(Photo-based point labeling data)
--
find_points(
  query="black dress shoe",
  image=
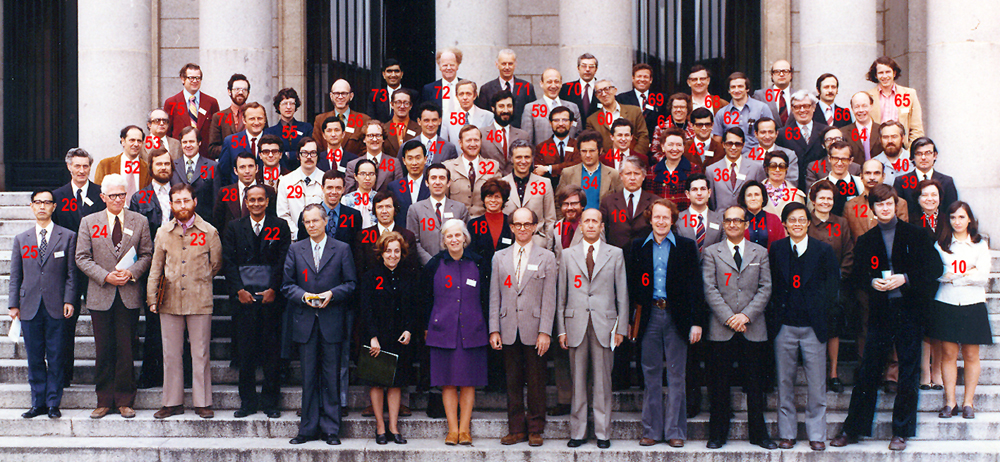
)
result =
(35, 412)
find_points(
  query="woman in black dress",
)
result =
(389, 305)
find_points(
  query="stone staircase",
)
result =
(188, 437)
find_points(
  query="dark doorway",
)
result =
(41, 94)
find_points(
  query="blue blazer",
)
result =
(336, 274)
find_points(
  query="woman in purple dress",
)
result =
(455, 286)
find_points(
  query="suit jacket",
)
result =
(852, 135)
(422, 221)
(177, 110)
(527, 309)
(539, 197)
(730, 290)
(30, 287)
(206, 182)
(335, 273)
(523, 93)
(494, 149)
(723, 194)
(602, 299)
(640, 137)
(539, 128)
(684, 287)
(948, 192)
(465, 192)
(610, 181)
(241, 247)
(910, 116)
(97, 257)
(620, 229)
(813, 288)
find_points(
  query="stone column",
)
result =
(840, 38)
(963, 49)
(478, 28)
(114, 71)
(603, 29)
(238, 38)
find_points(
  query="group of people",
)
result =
(481, 231)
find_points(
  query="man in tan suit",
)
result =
(522, 308)
(592, 319)
(113, 294)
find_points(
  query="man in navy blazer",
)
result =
(319, 282)
(42, 293)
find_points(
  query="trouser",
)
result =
(786, 348)
(901, 329)
(525, 368)
(199, 328)
(43, 342)
(114, 332)
(663, 347)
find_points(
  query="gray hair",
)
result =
(112, 180)
(451, 223)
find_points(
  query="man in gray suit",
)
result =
(737, 279)
(113, 294)
(592, 283)
(424, 218)
(522, 308)
(44, 302)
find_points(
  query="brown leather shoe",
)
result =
(167, 411)
(513, 438)
(898, 443)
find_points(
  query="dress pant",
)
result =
(662, 347)
(199, 328)
(591, 356)
(258, 328)
(43, 340)
(899, 328)
(525, 367)
(748, 356)
(114, 334)
(786, 348)
(321, 367)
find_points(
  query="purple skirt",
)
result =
(459, 367)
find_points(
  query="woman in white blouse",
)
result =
(959, 315)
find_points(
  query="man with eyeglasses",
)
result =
(301, 187)
(114, 295)
(778, 97)
(192, 108)
(341, 95)
(229, 120)
(158, 121)
(610, 111)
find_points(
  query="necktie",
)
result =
(590, 262)
(116, 234)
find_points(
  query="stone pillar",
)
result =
(479, 29)
(963, 49)
(238, 38)
(114, 60)
(603, 29)
(840, 38)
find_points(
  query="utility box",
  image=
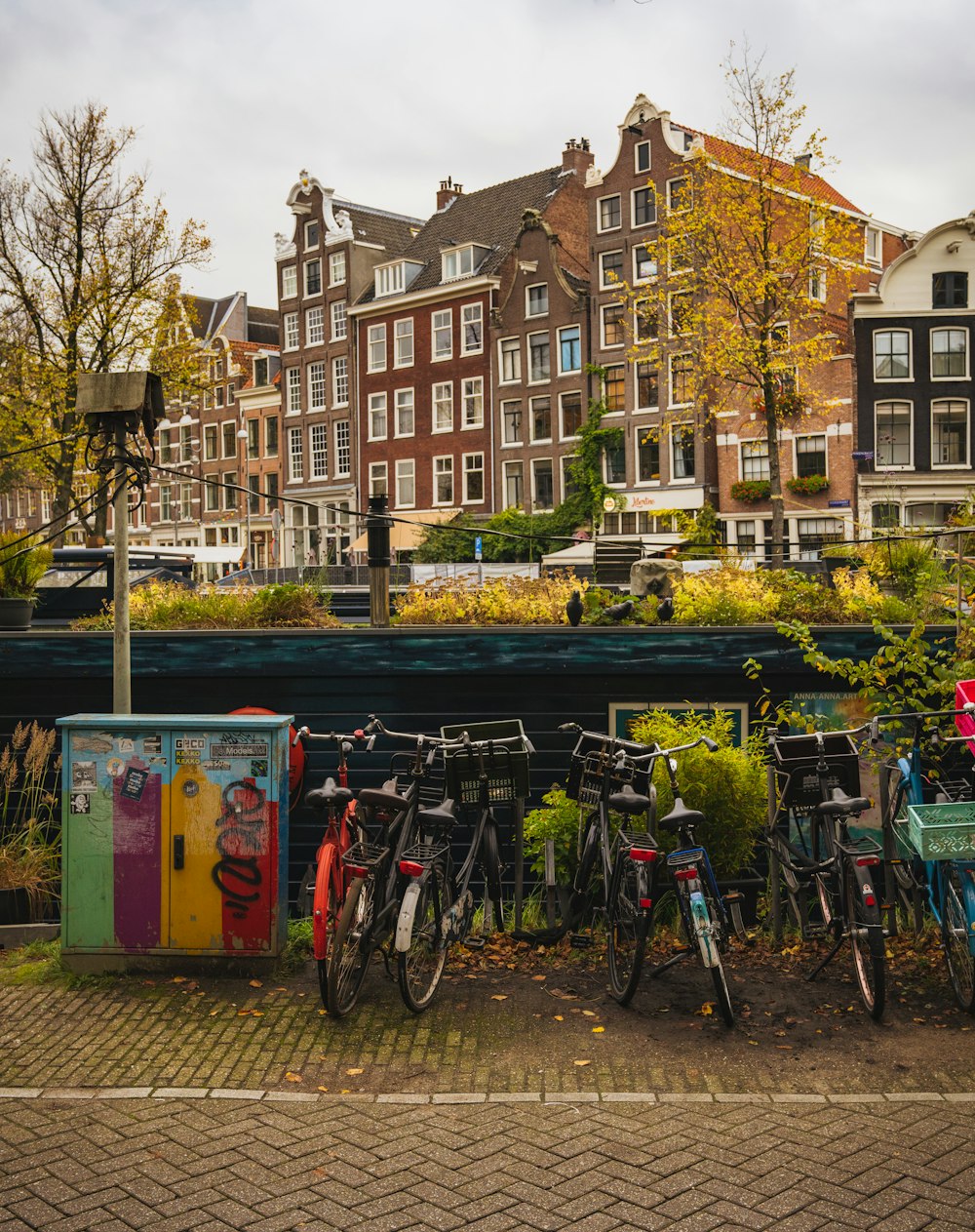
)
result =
(175, 839)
--
GIVEN INSTRUCTION:
Go through the entries above and output them exactly, without pictures.

RESPONSE TO THIS EXERCISE:
find_points(
  query="black dress shoe",
  image=
)
result =
(35, 412)
find_points(
  query="woman in black dress",
)
result =
(389, 305)
find_points(
  query="stone staircase",
)
result =
(188, 437)
find_points(
  query="dark doorway",
)
result =
(41, 94)
find_points(
  query="blue blazer",
)
result =
(336, 274)
find_points(
  query="woman in purple dress",
)
result =
(455, 286)
find_points(
  query="suit jacket",
)
result =
(852, 135)
(422, 221)
(177, 110)
(527, 309)
(539, 197)
(730, 290)
(30, 287)
(206, 182)
(335, 273)
(523, 93)
(494, 149)
(723, 194)
(602, 299)
(640, 137)
(539, 128)
(684, 287)
(948, 192)
(465, 192)
(610, 181)
(241, 247)
(910, 116)
(97, 257)
(620, 229)
(813, 288)
find_points(
  query="stone column",
)
result =
(840, 38)
(963, 49)
(478, 28)
(114, 71)
(603, 29)
(238, 38)
find_points(
  query="group of people",
)
result =
(481, 231)
find_points(
  query="man in tan suit",
)
result =
(522, 308)
(592, 319)
(113, 294)
find_points(
  query="man in navy blazer",
)
result =
(319, 282)
(42, 293)
find_points(
  query="trouser",
)
result =
(786, 348)
(901, 329)
(525, 368)
(199, 328)
(43, 342)
(114, 332)
(663, 347)
find_points(
  query="gray hair",
)
result =
(112, 180)
(451, 223)
find_points(
  query="man in gray suit",
)
result =
(737, 279)
(113, 294)
(592, 283)
(424, 218)
(522, 308)
(44, 302)
find_points(
  query="brown leather shoe",
)
result =
(167, 411)
(513, 438)
(898, 443)
find_points(
  query="dress pant",
)
result =
(662, 347)
(199, 328)
(591, 356)
(258, 328)
(43, 340)
(899, 328)
(525, 367)
(748, 356)
(114, 334)
(786, 348)
(321, 367)
find_points(
  query="purple skirt",
)
result =
(459, 367)
find_points(
  query="woman in white blouse",
)
result =
(959, 315)
find_points(
  query="man with eyeglasses",
)
result =
(301, 187)
(114, 295)
(778, 97)
(192, 108)
(341, 95)
(229, 120)
(158, 121)
(610, 111)
find_points(
  query="necktie",
)
result =
(590, 262)
(116, 234)
find_points(
  query="stone pillar",
)
result =
(479, 29)
(963, 49)
(238, 38)
(114, 60)
(603, 29)
(840, 38)
find_points(
  query="utility box",
  image=
)
result =
(175, 839)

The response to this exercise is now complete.